### Objective
Output every line exactly as written. Leave out pictures.

### Given data
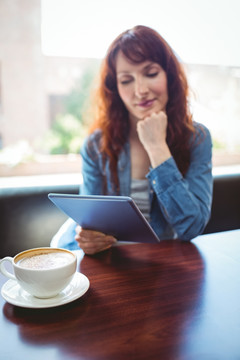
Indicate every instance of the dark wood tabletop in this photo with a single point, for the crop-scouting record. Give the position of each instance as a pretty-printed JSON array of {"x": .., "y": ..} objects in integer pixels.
[{"x": 172, "y": 300}]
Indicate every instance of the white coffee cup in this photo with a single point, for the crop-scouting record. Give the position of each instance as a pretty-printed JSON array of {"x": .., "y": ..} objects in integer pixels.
[{"x": 42, "y": 272}]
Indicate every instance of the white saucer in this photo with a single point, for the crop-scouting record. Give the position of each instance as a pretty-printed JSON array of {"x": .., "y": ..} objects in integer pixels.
[{"x": 15, "y": 295}]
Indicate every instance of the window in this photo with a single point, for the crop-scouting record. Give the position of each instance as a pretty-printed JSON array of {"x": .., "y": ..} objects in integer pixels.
[{"x": 47, "y": 67}]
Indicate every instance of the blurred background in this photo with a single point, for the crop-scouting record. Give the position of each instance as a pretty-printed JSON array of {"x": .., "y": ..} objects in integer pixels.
[{"x": 50, "y": 52}]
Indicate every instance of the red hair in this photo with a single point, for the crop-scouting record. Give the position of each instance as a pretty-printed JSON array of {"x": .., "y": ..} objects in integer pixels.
[{"x": 138, "y": 45}]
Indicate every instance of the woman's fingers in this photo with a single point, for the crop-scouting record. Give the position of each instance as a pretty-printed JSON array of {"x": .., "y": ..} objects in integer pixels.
[{"x": 91, "y": 241}]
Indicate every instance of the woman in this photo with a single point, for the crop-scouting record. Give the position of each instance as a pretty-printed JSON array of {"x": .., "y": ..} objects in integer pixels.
[{"x": 144, "y": 144}]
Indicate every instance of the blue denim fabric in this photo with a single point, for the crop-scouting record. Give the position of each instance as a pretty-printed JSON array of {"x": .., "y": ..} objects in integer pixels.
[{"x": 180, "y": 206}]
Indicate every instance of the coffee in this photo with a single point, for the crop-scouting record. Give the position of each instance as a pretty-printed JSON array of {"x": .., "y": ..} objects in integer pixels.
[
  {"x": 45, "y": 260},
  {"x": 42, "y": 272}
]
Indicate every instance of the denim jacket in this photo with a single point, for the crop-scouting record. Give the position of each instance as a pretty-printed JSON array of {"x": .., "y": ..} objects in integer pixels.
[{"x": 179, "y": 206}]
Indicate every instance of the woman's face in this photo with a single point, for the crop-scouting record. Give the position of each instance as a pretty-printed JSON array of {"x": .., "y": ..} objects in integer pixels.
[{"x": 142, "y": 87}]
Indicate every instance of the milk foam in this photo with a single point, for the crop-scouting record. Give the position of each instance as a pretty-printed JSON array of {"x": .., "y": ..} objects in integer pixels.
[{"x": 46, "y": 260}]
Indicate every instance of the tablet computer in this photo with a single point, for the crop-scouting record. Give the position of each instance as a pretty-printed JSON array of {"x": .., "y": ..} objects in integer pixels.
[{"x": 118, "y": 216}]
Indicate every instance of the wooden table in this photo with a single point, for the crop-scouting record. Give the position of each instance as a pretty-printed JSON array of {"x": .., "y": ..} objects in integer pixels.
[{"x": 168, "y": 301}]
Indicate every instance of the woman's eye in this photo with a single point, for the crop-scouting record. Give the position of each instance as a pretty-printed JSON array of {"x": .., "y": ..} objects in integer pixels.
[
  {"x": 153, "y": 74},
  {"x": 125, "y": 82}
]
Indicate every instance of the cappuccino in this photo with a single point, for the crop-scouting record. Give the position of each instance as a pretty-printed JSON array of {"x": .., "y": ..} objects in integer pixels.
[{"x": 45, "y": 260}]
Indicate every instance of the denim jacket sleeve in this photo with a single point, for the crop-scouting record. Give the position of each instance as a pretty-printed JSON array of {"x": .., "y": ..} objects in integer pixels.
[{"x": 186, "y": 201}]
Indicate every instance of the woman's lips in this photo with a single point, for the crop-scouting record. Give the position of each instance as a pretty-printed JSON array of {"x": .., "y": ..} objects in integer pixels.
[{"x": 146, "y": 103}]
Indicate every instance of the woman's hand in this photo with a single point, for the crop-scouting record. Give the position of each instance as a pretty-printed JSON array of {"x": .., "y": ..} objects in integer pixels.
[
  {"x": 152, "y": 132},
  {"x": 92, "y": 242}
]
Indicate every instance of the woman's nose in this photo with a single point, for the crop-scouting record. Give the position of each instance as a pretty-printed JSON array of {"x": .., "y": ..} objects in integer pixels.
[{"x": 141, "y": 87}]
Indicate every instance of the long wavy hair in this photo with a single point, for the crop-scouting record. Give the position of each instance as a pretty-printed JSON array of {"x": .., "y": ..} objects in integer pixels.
[{"x": 139, "y": 44}]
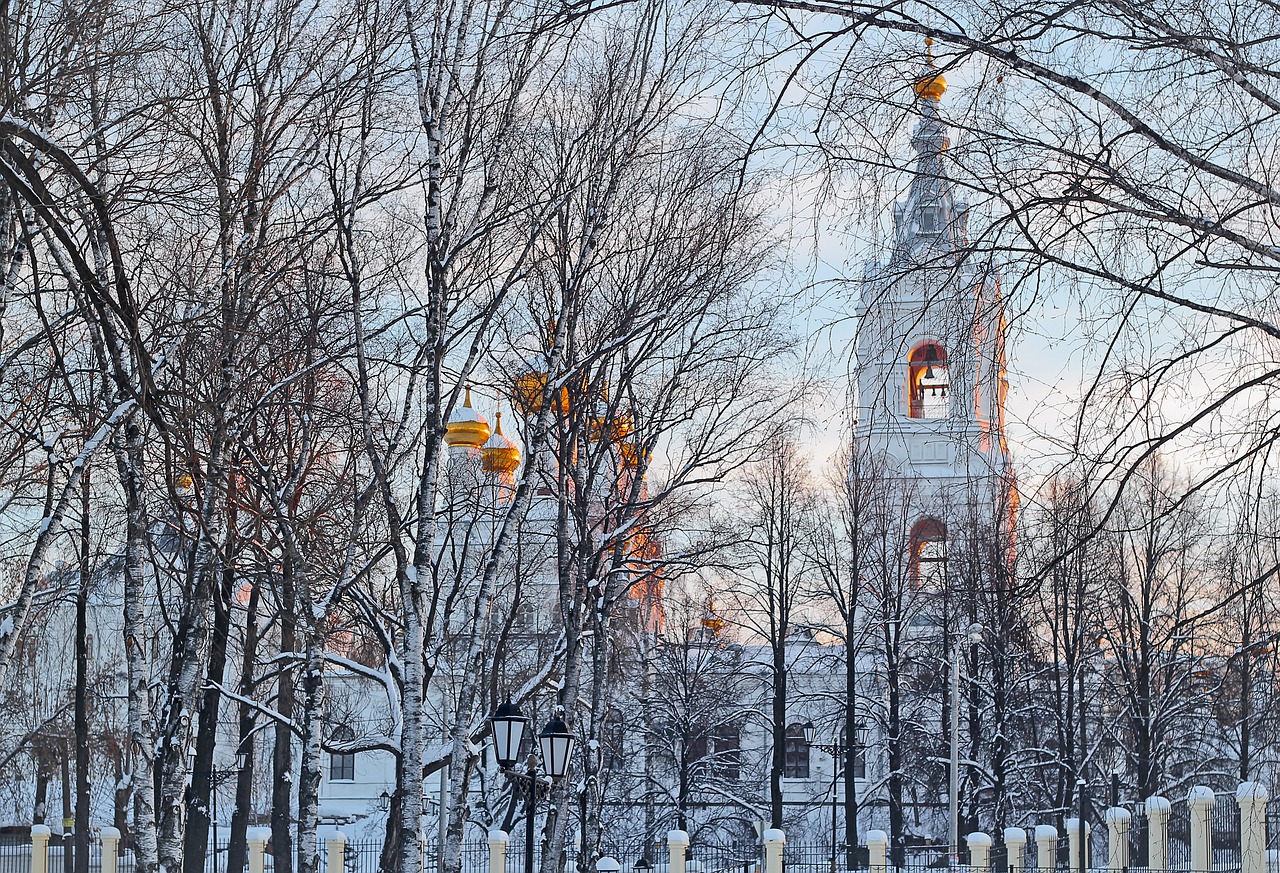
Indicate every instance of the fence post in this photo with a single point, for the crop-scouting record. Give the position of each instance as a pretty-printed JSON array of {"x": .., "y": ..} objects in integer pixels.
[
  {"x": 877, "y": 850},
  {"x": 1074, "y": 841},
  {"x": 336, "y": 853},
  {"x": 773, "y": 842},
  {"x": 979, "y": 851},
  {"x": 110, "y": 848},
  {"x": 40, "y": 848},
  {"x": 256, "y": 841},
  {"x": 677, "y": 844},
  {"x": 1200, "y": 807},
  {"x": 1157, "y": 833},
  {"x": 1015, "y": 844},
  {"x": 1118, "y": 837},
  {"x": 1252, "y": 798},
  {"x": 1046, "y": 846},
  {"x": 498, "y": 841}
]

### Reply
Indicate every instance of the dark wood tabletop in this photo with a single point, for the crop-scouting record. Give the position of each instance as a pretty-printed JSON array of {"x": .., "y": ..} objects in integer pixels.
[{"x": 172, "y": 300}]
Indicate every instance of the white coffee cup in this photo with a single point, for the crop-scouting record. Give the position of each instance as a pretty-printed JSON array of {"x": .., "y": ..} objects in integer pixels.
[{"x": 42, "y": 272}]
Indicate every instance of the white saucer in this photo with a single point, for the crop-scouting record. Give the position of each instance as a pretty-printed JSON array of {"x": .., "y": ..} objects in integer pixels.
[{"x": 15, "y": 295}]
Indicate every instance of the window in this photo with a single point, for the crop-scouting record. Give the position of each instance as a pretty-printed JSON array of {"x": .., "y": ..} objects in integer pixels.
[{"x": 47, "y": 67}]
Indicate every instance of the blurred background in this photo with a single point, for the crop-scouting record. Give the position of each instance as a pretty-printed JSON array of {"x": .., "y": ..} objects in integer pixels.
[{"x": 50, "y": 52}]
Indicate every instance of the red hair in this photo with a single point, for the crop-scouting record. Give the position of each instance as a pretty-printed JSON array of {"x": .., "y": ..} objects in integer pixels.
[{"x": 138, "y": 45}]
Indicate every instance of the woman's fingers in this photo with a single point, for the crop-scouting record. Give the position of each instance as a pretty-printed JSON array of {"x": .., "y": ..} objects in integer pixels.
[{"x": 91, "y": 241}]
Indicate every instance of the woman in this photo with a single point, for the crop-scouting record. Give the position of each instance as a pretty-printed JSON array of {"x": .., "y": ..} objects in integer pixels.
[{"x": 144, "y": 144}]
Indicate every instance of the blue denim fabric in this photo with a single point, for the crop-scouting record. Give the position of each instance as a pretty-printed JSON array of {"x": .., "y": ..} objects in integer pixels.
[{"x": 180, "y": 206}]
Indicate every instance of the coffee in this photo with a single point, for the crop-scouting record. Give the position of each instance as a pretty-printed JSON array of {"x": .., "y": ..} objects in integer pixels.
[
  {"x": 45, "y": 260},
  {"x": 42, "y": 272}
]
Indicate every instance of the denim jacket in this photo with a single point, for the crop-scouting record. Give the position of each instance as a pretty-printed JSON array of {"x": .., "y": ..} objects in integer pixels.
[{"x": 179, "y": 206}]
Indicate every instance of the woman's face in this photo with a single point, for the crop-scouting record. Give the position of each instance as a pretty-printed JSON array of {"x": .., "y": ..} objects in integer pixels.
[{"x": 142, "y": 87}]
Indicate every instance of the milk foam in this photo with a single point, for the crop-scouting record. Give the position of each instance as a pretty-printed JSON array of {"x": .., "y": ..} objects in integer pixels.
[{"x": 46, "y": 260}]
Indicate every instance of the tablet computer in this photo with a single point, for the crop-scouting record. Give the position of each instance as a pretty-printed JSON array of {"x": .., "y": ..} objects in integer pixels.
[{"x": 118, "y": 216}]
Indicate every instance of the wooden table in this photo with a single point, for the crop-scouting record. Give the position of each instance as a pretty-printed JSON array of {"x": .., "y": ..} objects in integer pixels.
[{"x": 168, "y": 301}]
Indicate every instance of the woman's eye in this photo with a single point, for the crop-scouting record. Give the position of each instance as a pretty-printed JSON array of {"x": .., "y": ..} objects in integer pixels.
[
  {"x": 153, "y": 74},
  {"x": 125, "y": 82}
]
Indicate every instance of the cappuccino in this photo with a single point, for the crop-scouting record. Give the position of each instance as a pretty-printed JSON array of {"x": .., "y": ..} objects in integer pixels.
[{"x": 45, "y": 260}]
Indicate every instance of the denim jacket sleeve in this photo with a single point, for the crop-scouting record. Give the position of each instance as a pretty-printed JSON array of {"x": .., "y": ..} objects in integer pixels.
[{"x": 186, "y": 201}]
Indicate every instance of the woman's lips in this photo with a single point, for the crop-scouting record. Give the position of each instance as a pretty-printed JSON array of {"x": .., "y": ..} objects in integer pixels.
[{"x": 146, "y": 103}]
Indicate every instance of the woman's hand in this photo with a single point, for the crop-scouting record. Give the position of each instance as a pretty-printed JSON array of {"x": .., "y": ..} objects in integer pixels.
[
  {"x": 152, "y": 132},
  {"x": 92, "y": 242}
]
Indicate every instance of the woman's nose in this photo with a single point, for the crop-scouting record. Give the position of each instance as a pretty-printed JSON array of {"x": .., "y": ..} objects in integer pixels.
[{"x": 141, "y": 87}]
Indicate every instance of the long wavy hair in this photo with a single point, for the crop-scouting record. Give the position of each instance as a pretty-printed JSON array of {"x": .., "y": ..} objects in integer pixels.
[{"x": 139, "y": 44}]
Indicate every instance of the fence post in this photo with a single point, for the crop-scouting record. Give the position of each instance as a pretty-printed JSON array of {"x": .., "y": ..} objects in integer pixels.
[
  {"x": 877, "y": 850},
  {"x": 1074, "y": 841},
  {"x": 336, "y": 853},
  {"x": 773, "y": 842},
  {"x": 979, "y": 851},
  {"x": 110, "y": 848},
  {"x": 40, "y": 848},
  {"x": 256, "y": 841},
  {"x": 677, "y": 844},
  {"x": 1200, "y": 807},
  {"x": 1157, "y": 833},
  {"x": 1015, "y": 844},
  {"x": 1118, "y": 837},
  {"x": 1252, "y": 798},
  {"x": 1046, "y": 846},
  {"x": 498, "y": 841}
]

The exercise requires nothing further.